In the essay about giving away free books on a college campus, which university has the writer attended for four years?

Text shown start

Written by: Catherine Casey
Recently, I ran an event on a college campus where I gave out free books. No catch, no signup code or scan or Instagram follow needed—just ten kids on the side of the main road of class buildings heckling people to take free books.
I was astounded by how many people were uninterested in them.
On a college campus, it’s almost a feat to give out anything for free without student interest. I have a dresser filled with free shirts that I only ever wear to the gym that I’ve collected in my four years at the University of Connecticut. Students will form lines stretching down the halls of the Student Union, not even knowing what they’re waiting for, just knowing that it’s free. And yet, there were still people who brushed off our calls for free books.
Actually, I should probably amend that statement. Boys were brushing off our calls for free books. Female-presenting students were more than willing to take one book, or five, after asking for recommendations from me or their fellow readers that flocked around our mishmash of genres on the side of the road. And of course, there were still outliers in this generalized statement—this isn’t to say there are no men in the whole world who enjoy books. However, in most cases, boys would answer our calls with laughs or shrugs or echoes of statements like “I can’t read!” And suddenly, I was back in middle school when it felt like all of a sudden, reading became just a girl thing.

Text shown end
Stored rows start

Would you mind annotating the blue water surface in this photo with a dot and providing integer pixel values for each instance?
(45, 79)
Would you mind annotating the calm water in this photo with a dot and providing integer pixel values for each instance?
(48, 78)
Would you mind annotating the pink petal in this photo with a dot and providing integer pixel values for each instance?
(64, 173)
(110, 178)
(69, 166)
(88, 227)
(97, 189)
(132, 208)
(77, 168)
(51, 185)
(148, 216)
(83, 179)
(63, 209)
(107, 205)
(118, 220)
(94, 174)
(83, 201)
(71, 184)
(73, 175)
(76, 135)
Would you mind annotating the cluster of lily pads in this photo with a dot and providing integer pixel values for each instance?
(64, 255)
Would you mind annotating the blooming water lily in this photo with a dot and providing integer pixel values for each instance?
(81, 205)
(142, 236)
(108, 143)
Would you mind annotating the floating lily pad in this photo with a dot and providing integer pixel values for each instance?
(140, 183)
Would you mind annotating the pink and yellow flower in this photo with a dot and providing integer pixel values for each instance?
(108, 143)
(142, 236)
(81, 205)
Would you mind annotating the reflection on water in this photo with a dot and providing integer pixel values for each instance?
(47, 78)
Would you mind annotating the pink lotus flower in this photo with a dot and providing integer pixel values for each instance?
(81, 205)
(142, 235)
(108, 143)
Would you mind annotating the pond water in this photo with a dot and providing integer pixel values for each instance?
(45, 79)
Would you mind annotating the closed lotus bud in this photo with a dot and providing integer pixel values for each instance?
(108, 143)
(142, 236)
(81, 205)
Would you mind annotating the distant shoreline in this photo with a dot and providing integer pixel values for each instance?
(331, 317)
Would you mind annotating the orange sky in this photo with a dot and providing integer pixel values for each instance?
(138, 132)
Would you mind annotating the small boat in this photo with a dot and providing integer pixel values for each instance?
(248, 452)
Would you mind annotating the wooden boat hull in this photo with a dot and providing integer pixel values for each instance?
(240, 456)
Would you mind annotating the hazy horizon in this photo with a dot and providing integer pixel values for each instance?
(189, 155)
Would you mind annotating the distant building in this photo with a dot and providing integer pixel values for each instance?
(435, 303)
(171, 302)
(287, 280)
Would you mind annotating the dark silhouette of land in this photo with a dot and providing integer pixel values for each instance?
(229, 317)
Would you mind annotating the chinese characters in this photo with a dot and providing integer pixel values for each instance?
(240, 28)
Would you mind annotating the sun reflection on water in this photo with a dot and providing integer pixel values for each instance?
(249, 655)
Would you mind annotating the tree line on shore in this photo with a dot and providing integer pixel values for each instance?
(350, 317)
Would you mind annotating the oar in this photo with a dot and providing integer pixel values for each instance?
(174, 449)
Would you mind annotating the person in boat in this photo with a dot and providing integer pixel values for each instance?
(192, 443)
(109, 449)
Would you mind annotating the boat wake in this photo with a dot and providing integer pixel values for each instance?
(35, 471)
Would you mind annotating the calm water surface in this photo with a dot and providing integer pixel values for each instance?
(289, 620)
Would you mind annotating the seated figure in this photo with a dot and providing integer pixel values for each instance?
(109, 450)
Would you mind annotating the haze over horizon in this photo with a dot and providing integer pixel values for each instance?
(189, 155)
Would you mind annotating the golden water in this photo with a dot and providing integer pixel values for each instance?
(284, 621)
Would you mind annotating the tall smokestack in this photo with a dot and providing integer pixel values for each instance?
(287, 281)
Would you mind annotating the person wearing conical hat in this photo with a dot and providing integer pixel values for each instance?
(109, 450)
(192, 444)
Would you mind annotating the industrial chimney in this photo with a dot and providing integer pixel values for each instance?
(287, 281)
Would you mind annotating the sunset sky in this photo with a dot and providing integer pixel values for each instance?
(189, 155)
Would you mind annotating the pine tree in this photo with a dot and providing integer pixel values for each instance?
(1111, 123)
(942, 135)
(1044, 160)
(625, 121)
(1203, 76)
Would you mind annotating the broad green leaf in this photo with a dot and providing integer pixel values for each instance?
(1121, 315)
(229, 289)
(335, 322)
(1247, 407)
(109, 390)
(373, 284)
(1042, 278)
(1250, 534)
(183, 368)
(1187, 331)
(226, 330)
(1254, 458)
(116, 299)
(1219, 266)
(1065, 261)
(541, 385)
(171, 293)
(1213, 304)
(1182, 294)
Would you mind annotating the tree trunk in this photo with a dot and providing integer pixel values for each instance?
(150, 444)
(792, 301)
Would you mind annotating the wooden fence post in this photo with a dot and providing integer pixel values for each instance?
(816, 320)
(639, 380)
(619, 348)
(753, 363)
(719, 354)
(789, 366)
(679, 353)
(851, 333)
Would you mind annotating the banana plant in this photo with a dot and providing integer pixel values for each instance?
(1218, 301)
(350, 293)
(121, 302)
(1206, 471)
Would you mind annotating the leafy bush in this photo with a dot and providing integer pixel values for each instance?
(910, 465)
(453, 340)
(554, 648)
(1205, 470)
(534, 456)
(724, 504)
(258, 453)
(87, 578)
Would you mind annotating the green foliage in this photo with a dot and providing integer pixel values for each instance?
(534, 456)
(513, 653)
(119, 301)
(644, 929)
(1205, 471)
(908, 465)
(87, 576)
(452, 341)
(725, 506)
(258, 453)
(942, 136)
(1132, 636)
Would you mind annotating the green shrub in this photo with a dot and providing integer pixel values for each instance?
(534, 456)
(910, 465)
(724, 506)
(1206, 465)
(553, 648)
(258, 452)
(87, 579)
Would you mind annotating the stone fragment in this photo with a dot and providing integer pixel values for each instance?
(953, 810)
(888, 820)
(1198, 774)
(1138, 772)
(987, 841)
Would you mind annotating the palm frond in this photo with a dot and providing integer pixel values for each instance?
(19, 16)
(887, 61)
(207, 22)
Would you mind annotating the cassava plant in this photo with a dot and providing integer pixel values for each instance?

Stored rows end

* Task response:
The University of Connecticut.